SET EXERCISE: Rename each "target" in the entries below to "object" and reproduce the entries otherwise unchanged, leaving out the pictures.

Excerpts of pointing data
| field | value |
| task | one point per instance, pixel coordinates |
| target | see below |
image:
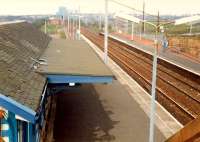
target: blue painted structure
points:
(17, 108)
(78, 79)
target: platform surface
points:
(106, 113)
(72, 57)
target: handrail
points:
(189, 133)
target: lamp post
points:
(79, 24)
(106, 33)
(45, 26)
(155, 56)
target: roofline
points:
(12, 22)
(17, 108)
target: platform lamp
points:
(106, 33)
(192, 19)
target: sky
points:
(31, 7)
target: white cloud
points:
(18, 7)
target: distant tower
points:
(143, 18)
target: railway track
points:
(177, 89)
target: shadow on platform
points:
(80, 117)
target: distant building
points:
(55, 21)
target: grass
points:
(51, 29)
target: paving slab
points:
(101, 112)
(72, 57)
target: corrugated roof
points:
(18, 43)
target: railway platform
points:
(118, 111)
(93, 113)
(173, 58)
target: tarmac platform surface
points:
(101, 112)
(72, 57)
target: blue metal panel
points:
(17, 108)
(11, 133)
(78, 79)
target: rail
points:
(189, 133)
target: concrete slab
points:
(94, 113)
(72, 57)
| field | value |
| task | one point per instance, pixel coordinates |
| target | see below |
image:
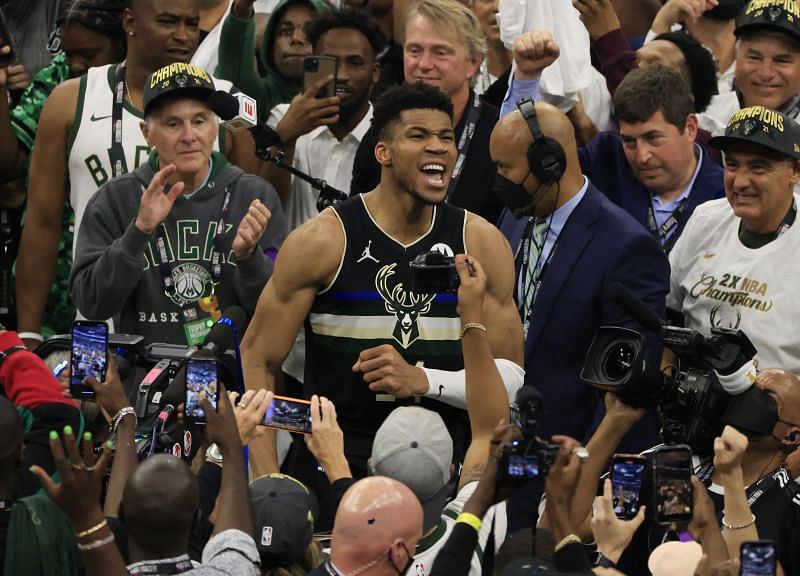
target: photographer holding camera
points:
(370, 339)
(735, 266)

RESPONSE TO THIS TASK:
| field | value |
| task | one point per instance, pixel coordinates |
| object | see below |
image:
object: blue painted structure
points:
(17, 108)
(78, 79)
object: platform surface
points:
(106, 113)
(72, 57)
object: handrail
points:
(189, 133)
object: lamp post
points:
(79, 24)
(106, 33)
(45, 26)
(155, 56)
object: roofline
points:
(12, 22)
(17, 108)
object: platform lamp
points:
(106, 33)
(192, 19)
object: sky
points:
(31, 7)
object: white cloud
points:
(18, 7)
object: distant tower
points:
(143, 18)
object: railway track
points:
(177, 89)
object: shadow on platform
points:
(80, 117)
object: distant building
points:
(55, 21)
object: grass
points:
(51, 29)
object: paving slab
points:
(101, 112)
(72, 57)
object: corrugated roof
points:
(18, 43)
object: railway platform
points:
(118, 111)
(93, 113)
(173, 58)
object: tarmac platform surface
points:
(101, 112)
(72, 57)
object: blue metal panel
points:
(17, 108)
(11, 133)
(78, 79)
object: rail
points:
(189, 133)
object: concrete slab
points:
(94, 113)
(72, 57)
| field | value |
| task | one point per instance, pixel coordinates |
| object | see below |
image:
object: photographer holding camera
points:
(370, 339)
(735, 266)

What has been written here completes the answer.